Work instructions ::
Copy every entry exactly as it reads and exclude whatever pictures appear.

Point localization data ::
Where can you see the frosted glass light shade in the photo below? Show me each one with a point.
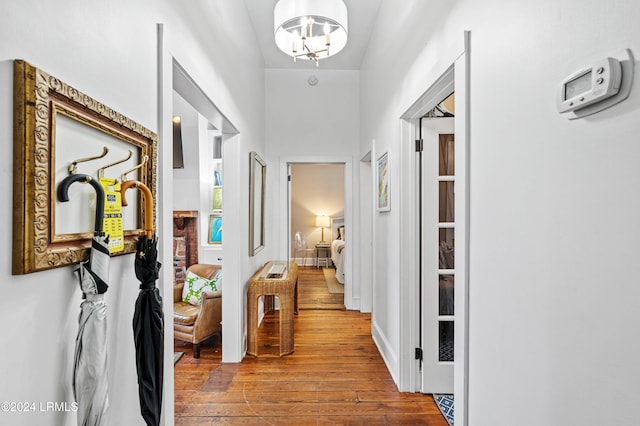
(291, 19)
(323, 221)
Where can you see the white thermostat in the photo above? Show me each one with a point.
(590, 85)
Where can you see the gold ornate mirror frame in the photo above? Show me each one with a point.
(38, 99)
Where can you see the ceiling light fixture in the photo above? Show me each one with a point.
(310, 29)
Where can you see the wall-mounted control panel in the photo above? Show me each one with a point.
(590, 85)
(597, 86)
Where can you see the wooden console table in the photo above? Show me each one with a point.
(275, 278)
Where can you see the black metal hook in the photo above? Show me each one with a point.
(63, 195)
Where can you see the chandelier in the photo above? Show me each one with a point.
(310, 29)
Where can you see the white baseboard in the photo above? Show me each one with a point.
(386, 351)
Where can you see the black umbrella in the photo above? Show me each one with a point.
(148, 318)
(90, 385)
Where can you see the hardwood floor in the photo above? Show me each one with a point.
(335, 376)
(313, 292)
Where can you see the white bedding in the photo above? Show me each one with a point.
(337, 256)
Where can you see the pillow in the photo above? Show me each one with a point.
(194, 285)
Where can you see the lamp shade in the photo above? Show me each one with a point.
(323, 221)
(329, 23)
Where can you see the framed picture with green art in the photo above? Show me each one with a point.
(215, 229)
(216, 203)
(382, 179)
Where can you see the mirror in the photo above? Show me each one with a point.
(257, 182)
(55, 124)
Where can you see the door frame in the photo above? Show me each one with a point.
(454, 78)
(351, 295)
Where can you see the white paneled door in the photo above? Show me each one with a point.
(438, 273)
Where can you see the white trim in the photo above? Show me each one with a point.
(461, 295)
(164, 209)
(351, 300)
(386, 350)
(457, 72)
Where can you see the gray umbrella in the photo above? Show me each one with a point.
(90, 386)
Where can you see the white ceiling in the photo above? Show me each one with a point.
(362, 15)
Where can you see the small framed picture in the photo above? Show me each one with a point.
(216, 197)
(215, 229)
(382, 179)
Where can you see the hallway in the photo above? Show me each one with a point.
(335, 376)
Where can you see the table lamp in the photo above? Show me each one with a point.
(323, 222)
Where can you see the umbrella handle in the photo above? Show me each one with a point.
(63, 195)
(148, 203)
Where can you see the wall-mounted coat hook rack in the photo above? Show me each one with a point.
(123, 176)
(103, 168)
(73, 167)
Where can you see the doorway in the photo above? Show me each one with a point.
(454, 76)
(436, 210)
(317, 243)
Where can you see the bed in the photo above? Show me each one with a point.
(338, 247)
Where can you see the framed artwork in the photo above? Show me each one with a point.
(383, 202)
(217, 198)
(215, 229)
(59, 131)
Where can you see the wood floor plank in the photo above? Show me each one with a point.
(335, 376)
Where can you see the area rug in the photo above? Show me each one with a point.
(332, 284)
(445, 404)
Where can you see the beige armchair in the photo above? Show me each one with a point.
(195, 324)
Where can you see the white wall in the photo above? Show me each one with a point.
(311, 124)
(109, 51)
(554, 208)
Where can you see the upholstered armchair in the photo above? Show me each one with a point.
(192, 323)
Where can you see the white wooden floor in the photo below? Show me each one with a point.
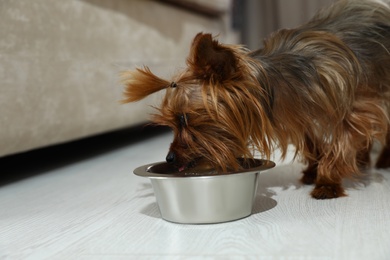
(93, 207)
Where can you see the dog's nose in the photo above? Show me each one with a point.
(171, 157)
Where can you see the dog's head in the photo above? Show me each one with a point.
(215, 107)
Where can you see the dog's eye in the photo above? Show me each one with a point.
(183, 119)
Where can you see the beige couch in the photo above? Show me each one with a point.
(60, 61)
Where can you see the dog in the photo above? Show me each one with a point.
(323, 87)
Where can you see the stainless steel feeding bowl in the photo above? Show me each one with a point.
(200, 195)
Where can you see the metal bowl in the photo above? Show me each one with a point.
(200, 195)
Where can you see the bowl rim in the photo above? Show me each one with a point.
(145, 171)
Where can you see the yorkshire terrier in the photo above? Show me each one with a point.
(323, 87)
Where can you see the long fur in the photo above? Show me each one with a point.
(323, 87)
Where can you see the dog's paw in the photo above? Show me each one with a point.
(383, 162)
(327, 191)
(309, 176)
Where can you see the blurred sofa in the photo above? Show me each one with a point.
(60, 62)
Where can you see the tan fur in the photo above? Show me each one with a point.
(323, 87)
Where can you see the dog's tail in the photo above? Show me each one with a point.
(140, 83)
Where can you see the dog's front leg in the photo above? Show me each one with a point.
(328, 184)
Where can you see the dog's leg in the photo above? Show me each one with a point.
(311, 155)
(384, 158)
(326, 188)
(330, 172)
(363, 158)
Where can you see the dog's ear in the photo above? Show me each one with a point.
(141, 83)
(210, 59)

Answer below ::
Where can you see the frosted glass light shade in the photo below? Show me each one with a point.
(291, 19)
(323, 221)
Where can you see the white thermostat in the photo above? Show me each one with a point.
(590, 85)
Where can you see the gold ornate mirror frame in the photo above? Show me each one with a point.
(38, 99)
Where can you see the ceiling light fixture in the photo above? Show me each one with a point.
(310, 29)
Where can you see the wall-mounted control panel in the photo above? Show me each one with a point.
(590, 85)
(597, 86)
Where can you see the wooden console table in the photo above? Show me each one with a point.
(275, 278)
Where can you see the black metal hook in the photo above? Show me each one with a point.
(63, 195)
Where can you see the chandelier in the photo above? Show me each one with a point.
(310, 29)
Where can you see the white baseboard in the photo above? Show me each one with a point.
(386, 351)
Where can you see the black umbrella in the photo above? Show me each one with a point.
(148, 318)
(90, 385)
Where can you see the hardwood floor in the photo above? Show me each one with a point.
(335, 376)
(313, 292)
Where can you see the white bedding in the photo above? Show me each one with a point.
(337, 256)
Where can you see the pillow in the photo above? Show me each one with a point.
(194, 285)
Where can you see the lamp shade in the photo above? Show me each one with a point.
(323, 221)
(329, 23)
Where can you see the framed picture with green art in the photo above? Show me each one with a point.
(215, 229)
(216, 203)
(382, 179)
Where can you see the mirror in the photo above? Show me each one with a point.
(257, 182)
(55, 124)
Where can you see the door frame in the photo above? Show me each one with a point.
(454, 78)
(351, 295)
Where can you see the white paneled door in the photo above? Show me each one with a point.
(438, 273)
Where can you see the white trim in the photo above? Show me each one with a point.
(461, 295)
(164, 209)
(351, 300)
(386, 350)
(457, 72)
Where can you see the gray umbrella in the photo above? Show me each one with a point.
(90, 386)
Where can you see the white ceiling in the photo above? Show me each one with a point.
(362, 15)
Where can you see the small framed picture in the photo above? Show me each one with a point.
(216, 197)
(215, 229)
(382, 179)
Where can you see the hallway in the photo above? Show me each one with a point.
(335, 376)
Where can you see the table lamp in the photo above? Show me each one with a point.
(323, 222)
Where can you see the umbrella handle in the photo above? Show me each one with a point.
(63, 195)
(148, 203)
Where can you see the wall-mounted coat hook rack in the photo above? Show me each one with a point.
(123, 176)
(103, 168)
(73, 167)
Where can you see the doorway in the photo above? Show me each one with a point.
(454, 76)
(436, 210)
(317, 243)
Where can you see the bed in the photo above? Show me each one with a point.
(338, 247)
Where can you see the framed artwork in the photo above? Show me each one with a point.
(383, 202)
(217, 198)
(215, 229)
(59, 131)
Where can you see the wood floor plank in the photo above? Show me each one with a point.
(335, 376)
Where can you see the area rug in the photo above? Show me each one with a point.
(332, 284)
(445, 404)
Where can you see the beige armchair in the photo above? Show me each one with a point.
(195, 324)
Where can you see the white wall in the photo above? Show me each one with a point.
(311, 124)
(109, 51)
(554, 208)
Where can you see the upholstered armchair in the photo above? Show me each one with a point.
(192, 323)
Where can you see the white wooden floor in the photo below? Show me each one with a point.
(93, 207)
Where can you see the dog's nose in the photo above? Show me each one with a point.
(171, 157)
Where can you see the dog's head in the photo above? Show me each one with a point.
(215, 107)
Where can you see the dog's eye in the photo above? Show me each one with a point.
(183, 119)
Where can you see the beige couch in the photo above? Show me each one with a point.
(60, 61)
Where can you see the dog in the photo above? Show me each one with a point.
(323, 87)
Where can you see the stainless steel feeding bowl in the photo above? Show me each one with a point.
(200, 195)
Where can you see the metal bowl in the photo above? Show me each one with a point.
(200, 195)
Where can you see the bowl rim in the photo above? Show me each one with a point.
(145, 171)
Where can you see the yorkshire terrier in the photo above? Show me each one with a point.
(323, 87)
Where can you see the long fur in the photo above? Show me each one with a point.
(323, 87)
Where can you see the dog's paw in the photo above? Show me each one with a point.
(383, 162)
(327, 191)
(309, 176)
Where can you see the blurred sofa in the photo above? Show me each one with a point.
(60, 62)
Where can you see the tan fur in the photo above? Show me each one with a point.
(323, 87)
Where can you see the dog's tail in the photo above? Show me each one with a point.
(140, 83)
Where can you see the dog's front leg in the photo above? Show me each one with a point.
(328, 184)
Where can you see the dog's leg in the photo above? Show me each one with a point.
(311, 155)
(384, 158)
(326, 188)
(330, 172)
(363, 158)
Where can you see the dog's ear in the photo above? Show me each one with a point.
(141, 83)
(210, 59)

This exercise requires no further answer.